▶ **Yapacağınız İş**
Aşağıdaki listede "blue" kelimesini içeren bütün satırları döndürünüz.

▶ **Verilen Bilgiler**
+ + + + +

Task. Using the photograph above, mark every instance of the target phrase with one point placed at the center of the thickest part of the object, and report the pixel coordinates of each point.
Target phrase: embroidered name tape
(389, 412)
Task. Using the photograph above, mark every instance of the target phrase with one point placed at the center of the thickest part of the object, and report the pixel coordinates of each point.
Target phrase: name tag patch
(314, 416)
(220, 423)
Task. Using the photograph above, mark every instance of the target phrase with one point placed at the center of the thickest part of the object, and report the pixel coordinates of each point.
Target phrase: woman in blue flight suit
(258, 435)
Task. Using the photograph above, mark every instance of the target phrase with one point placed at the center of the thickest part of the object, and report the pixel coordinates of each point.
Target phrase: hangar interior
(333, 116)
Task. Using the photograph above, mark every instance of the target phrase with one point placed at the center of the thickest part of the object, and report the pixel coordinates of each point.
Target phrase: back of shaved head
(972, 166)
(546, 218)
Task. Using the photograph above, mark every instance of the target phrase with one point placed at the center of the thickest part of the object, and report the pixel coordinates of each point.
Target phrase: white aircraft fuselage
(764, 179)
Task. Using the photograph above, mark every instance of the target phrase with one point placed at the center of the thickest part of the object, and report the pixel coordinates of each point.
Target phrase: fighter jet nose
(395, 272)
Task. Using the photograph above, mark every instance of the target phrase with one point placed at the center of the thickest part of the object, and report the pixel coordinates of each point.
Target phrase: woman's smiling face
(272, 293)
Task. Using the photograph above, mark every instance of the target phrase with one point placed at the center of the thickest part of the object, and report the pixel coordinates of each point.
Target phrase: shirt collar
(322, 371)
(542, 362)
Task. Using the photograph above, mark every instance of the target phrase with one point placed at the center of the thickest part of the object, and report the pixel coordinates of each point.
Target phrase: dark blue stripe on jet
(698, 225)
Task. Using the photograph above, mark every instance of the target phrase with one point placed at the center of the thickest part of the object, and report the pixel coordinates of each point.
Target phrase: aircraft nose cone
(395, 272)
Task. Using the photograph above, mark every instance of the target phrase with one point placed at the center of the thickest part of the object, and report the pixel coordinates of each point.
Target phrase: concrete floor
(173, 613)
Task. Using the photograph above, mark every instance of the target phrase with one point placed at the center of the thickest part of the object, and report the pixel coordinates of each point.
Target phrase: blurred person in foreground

+ + + + +

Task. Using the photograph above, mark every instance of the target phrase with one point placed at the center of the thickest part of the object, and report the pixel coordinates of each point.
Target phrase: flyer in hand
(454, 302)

+ + + + +

▶ **Alıştırmanın Çözümü**
Target phrase: woman in blue flight suit
Target phrase: dark blue stripe on jet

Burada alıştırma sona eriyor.